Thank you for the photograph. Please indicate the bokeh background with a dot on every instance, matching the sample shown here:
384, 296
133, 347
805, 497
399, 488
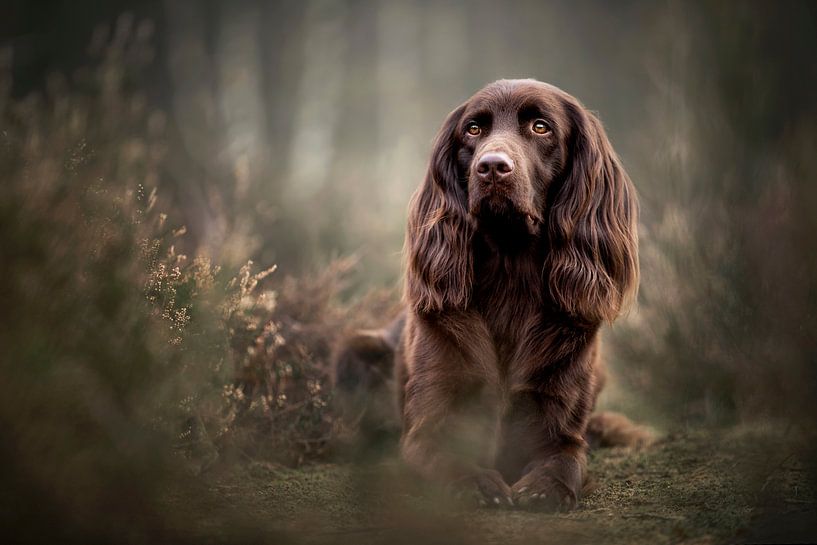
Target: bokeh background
■ ■ ■ ■ ■ ■ ■
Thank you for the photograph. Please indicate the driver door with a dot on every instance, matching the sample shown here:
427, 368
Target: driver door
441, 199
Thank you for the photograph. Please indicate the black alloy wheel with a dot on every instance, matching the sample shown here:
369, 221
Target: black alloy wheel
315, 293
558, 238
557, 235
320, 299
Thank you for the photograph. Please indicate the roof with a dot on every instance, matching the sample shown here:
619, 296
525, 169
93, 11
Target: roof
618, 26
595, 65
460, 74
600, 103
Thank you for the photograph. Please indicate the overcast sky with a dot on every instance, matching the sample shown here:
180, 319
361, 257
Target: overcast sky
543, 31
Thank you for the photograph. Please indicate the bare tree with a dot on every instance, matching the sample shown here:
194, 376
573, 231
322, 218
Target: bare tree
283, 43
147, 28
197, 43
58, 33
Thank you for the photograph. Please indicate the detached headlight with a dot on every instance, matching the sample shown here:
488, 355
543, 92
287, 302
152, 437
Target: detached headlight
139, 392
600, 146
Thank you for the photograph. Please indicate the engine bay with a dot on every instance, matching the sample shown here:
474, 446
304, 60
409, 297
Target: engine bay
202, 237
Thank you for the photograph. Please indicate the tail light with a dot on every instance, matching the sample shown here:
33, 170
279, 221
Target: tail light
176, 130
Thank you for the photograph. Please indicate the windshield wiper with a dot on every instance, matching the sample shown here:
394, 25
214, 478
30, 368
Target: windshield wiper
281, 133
■ ■ ■ ■ ■ ■ ■
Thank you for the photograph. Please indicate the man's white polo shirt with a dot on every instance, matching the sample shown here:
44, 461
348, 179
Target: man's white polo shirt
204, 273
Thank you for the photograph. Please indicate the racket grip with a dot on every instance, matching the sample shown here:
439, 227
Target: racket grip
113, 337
■ ■ ■ ■ ■ ■ ■
THE TASK: Find each line in the listing above that contains "bokeh", and copy that line.

EXERCISE ANSWER:
Thank you for the photograph. Please indicate the bokeh background with a dot on every instance, matching the sample shown here:
Target: bokeh background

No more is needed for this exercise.